THE TASK: Gather from the material every line that contains the string "flat".

THE INPUT:
-.-.-

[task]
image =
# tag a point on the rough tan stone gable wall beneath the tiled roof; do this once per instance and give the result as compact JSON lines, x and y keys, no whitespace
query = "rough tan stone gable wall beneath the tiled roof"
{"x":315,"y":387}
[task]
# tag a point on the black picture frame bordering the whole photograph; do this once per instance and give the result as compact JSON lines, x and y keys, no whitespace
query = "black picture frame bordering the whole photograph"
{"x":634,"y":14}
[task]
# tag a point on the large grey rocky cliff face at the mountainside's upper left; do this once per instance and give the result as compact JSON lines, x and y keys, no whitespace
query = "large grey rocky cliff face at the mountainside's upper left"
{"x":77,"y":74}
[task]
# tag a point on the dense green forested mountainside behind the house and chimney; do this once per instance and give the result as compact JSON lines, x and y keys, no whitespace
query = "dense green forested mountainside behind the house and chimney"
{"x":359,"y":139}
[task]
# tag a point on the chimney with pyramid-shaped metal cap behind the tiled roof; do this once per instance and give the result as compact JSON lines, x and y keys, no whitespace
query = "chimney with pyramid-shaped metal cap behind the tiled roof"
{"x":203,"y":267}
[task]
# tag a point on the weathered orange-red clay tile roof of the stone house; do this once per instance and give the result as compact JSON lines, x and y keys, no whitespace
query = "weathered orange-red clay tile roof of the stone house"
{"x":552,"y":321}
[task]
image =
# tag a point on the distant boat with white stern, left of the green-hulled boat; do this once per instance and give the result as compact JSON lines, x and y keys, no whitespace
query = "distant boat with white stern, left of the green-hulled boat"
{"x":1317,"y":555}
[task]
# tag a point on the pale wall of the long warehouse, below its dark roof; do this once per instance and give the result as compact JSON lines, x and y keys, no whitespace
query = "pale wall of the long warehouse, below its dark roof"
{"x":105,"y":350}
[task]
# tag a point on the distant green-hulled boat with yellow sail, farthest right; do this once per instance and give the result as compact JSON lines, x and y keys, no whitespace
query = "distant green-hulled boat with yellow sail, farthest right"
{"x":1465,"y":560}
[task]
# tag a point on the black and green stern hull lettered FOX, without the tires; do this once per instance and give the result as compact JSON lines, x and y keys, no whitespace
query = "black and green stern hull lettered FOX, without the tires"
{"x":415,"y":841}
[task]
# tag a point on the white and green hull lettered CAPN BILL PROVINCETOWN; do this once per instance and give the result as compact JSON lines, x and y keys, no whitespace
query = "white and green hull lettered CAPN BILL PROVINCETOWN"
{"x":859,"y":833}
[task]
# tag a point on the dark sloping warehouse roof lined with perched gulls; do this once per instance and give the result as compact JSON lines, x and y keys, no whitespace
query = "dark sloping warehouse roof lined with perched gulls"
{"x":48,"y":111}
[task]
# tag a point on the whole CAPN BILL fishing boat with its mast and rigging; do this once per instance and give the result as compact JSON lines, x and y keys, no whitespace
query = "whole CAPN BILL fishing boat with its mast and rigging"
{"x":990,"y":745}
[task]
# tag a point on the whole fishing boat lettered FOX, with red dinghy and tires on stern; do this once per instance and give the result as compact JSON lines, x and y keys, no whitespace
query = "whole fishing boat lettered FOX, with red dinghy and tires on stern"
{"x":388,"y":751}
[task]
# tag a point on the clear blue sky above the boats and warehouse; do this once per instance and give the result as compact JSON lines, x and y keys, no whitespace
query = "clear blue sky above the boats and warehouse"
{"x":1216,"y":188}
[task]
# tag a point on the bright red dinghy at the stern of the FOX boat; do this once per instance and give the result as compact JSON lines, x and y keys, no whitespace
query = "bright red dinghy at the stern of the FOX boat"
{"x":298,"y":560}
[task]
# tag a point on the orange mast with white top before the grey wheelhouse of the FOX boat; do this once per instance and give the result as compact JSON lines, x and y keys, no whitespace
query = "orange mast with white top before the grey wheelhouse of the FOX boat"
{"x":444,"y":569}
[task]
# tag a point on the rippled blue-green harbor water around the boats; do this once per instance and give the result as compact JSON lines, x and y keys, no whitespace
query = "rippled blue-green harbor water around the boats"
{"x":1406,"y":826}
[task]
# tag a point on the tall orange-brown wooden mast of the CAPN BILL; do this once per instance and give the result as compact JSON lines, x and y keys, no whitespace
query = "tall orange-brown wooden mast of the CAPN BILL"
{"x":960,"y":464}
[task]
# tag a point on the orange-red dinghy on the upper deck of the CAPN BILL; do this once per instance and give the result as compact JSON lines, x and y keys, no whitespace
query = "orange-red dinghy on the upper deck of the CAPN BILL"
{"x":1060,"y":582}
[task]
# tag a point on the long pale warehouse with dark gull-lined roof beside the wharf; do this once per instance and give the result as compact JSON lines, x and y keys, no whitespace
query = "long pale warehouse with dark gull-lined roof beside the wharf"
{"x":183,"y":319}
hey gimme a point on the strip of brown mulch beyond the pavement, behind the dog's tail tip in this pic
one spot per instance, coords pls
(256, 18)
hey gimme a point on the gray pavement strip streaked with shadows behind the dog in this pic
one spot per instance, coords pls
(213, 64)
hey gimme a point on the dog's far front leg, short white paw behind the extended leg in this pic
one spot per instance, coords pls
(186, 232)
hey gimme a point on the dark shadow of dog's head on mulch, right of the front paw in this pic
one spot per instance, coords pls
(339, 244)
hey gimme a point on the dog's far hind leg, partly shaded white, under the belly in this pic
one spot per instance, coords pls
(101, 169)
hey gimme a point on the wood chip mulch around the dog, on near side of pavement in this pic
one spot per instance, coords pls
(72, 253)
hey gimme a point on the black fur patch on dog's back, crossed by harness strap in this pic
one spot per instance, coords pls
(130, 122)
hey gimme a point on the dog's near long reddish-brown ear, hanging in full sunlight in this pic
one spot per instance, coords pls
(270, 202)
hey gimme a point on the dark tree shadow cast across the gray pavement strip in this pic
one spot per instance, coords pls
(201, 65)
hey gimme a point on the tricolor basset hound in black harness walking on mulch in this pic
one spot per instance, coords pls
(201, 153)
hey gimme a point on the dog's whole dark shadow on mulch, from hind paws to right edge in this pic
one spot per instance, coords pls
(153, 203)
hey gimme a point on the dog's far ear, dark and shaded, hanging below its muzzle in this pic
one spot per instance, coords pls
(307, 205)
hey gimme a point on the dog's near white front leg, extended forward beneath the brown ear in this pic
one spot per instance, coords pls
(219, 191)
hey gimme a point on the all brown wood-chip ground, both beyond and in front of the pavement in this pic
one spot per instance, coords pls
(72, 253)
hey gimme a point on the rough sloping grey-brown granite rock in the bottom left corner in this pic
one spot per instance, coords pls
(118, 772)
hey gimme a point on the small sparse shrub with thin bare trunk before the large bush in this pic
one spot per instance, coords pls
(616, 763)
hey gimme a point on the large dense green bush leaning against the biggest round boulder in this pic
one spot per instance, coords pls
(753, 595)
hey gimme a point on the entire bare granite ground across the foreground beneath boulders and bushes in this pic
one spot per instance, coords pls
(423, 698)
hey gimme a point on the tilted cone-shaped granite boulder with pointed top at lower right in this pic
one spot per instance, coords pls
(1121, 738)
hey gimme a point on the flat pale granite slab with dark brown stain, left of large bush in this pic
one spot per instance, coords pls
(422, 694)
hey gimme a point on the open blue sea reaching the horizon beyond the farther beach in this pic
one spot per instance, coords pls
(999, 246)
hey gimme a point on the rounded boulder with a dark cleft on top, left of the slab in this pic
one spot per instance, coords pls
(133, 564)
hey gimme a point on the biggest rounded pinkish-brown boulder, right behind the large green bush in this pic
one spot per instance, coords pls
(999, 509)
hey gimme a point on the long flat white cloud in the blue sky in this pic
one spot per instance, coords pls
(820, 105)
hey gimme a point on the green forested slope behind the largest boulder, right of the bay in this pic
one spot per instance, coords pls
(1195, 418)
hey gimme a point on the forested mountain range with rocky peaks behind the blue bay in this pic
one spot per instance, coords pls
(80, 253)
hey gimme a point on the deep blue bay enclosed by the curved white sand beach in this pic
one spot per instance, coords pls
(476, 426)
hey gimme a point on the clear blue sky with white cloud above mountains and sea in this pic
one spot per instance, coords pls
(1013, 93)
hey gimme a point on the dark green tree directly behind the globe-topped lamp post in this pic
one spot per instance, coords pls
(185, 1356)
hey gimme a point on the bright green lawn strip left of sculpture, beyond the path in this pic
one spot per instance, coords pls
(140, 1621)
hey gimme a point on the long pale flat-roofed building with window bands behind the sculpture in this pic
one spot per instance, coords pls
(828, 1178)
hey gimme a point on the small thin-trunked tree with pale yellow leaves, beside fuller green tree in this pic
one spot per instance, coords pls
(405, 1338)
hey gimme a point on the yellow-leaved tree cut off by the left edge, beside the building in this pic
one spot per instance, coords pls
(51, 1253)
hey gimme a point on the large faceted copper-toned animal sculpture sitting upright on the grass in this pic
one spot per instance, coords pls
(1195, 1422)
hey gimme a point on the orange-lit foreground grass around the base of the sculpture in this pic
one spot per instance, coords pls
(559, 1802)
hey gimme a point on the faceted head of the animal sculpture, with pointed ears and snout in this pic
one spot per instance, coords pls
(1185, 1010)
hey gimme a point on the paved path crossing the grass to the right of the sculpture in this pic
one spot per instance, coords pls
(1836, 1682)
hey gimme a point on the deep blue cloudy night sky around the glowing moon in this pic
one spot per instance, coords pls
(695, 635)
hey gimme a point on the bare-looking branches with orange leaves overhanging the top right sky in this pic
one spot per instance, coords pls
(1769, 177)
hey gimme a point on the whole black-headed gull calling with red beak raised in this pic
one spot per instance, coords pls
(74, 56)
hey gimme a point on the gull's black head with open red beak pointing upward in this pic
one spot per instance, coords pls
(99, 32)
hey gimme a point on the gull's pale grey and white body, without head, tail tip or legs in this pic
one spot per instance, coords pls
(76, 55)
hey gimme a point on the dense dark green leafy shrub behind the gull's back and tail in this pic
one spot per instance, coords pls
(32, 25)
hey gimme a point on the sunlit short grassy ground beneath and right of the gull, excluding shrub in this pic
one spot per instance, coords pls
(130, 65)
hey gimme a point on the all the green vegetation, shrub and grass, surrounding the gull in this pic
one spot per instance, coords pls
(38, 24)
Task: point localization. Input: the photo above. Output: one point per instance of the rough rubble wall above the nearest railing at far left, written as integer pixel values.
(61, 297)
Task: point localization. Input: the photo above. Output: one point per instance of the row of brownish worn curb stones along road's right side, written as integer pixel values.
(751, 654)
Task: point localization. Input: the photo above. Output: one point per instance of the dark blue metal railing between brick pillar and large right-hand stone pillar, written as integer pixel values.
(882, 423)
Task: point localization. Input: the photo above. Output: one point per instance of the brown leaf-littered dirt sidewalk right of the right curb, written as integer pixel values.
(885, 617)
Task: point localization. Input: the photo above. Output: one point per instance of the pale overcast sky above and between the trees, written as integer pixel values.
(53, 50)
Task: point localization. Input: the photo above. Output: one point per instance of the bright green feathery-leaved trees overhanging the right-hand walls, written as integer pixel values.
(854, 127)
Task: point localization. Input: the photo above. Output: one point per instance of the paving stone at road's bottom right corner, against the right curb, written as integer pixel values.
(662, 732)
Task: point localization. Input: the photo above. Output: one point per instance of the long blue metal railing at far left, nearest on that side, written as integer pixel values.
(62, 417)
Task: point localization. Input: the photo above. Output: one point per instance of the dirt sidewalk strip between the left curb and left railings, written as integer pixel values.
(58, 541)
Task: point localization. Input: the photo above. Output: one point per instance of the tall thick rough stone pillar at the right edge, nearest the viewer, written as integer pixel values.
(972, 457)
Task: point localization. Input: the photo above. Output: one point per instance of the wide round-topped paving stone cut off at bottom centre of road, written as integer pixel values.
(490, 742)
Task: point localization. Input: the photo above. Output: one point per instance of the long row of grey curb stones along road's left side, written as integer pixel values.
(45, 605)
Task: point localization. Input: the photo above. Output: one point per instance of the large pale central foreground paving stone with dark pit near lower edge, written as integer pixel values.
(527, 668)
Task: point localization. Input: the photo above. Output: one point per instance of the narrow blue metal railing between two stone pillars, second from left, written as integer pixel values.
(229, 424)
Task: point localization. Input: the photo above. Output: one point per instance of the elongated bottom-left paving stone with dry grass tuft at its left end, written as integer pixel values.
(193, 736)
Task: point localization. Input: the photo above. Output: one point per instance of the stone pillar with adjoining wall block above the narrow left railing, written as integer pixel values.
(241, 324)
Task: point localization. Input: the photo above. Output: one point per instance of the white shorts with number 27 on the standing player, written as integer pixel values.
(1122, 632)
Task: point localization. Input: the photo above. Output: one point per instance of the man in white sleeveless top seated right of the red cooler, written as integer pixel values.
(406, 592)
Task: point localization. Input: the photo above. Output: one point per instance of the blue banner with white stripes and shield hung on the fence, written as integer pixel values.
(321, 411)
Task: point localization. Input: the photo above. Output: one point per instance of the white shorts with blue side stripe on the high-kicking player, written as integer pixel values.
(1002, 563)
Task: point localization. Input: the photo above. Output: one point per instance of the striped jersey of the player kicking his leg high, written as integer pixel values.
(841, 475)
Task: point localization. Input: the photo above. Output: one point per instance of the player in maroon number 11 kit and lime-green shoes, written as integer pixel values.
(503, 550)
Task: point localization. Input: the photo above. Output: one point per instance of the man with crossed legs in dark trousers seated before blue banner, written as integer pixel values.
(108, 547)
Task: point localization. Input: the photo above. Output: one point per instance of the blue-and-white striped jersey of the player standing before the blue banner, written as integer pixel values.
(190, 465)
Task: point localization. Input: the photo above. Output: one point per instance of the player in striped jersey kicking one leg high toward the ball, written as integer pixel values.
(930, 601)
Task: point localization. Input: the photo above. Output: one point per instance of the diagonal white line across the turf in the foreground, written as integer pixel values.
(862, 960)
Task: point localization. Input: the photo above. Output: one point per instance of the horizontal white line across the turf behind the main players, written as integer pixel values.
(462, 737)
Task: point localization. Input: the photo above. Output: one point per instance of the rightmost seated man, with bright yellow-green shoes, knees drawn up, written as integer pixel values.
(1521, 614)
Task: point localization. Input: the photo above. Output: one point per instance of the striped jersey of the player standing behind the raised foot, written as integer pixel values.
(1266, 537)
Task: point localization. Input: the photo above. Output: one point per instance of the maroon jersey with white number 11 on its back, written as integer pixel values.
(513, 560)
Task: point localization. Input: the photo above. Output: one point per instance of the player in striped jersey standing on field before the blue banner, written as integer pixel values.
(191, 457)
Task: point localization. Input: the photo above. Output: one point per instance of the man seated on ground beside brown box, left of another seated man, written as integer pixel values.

-.-.-

SOLUTION BELOW:
hey gimme a point on the flat pale granite slab with dark brown stain, left of large bush in this pic
hey gimme a point on the long flat white cloud in the blue sky in this pic
hey gimme a point on the long pale flat-roofed building with window bands behind the sculpture in this pic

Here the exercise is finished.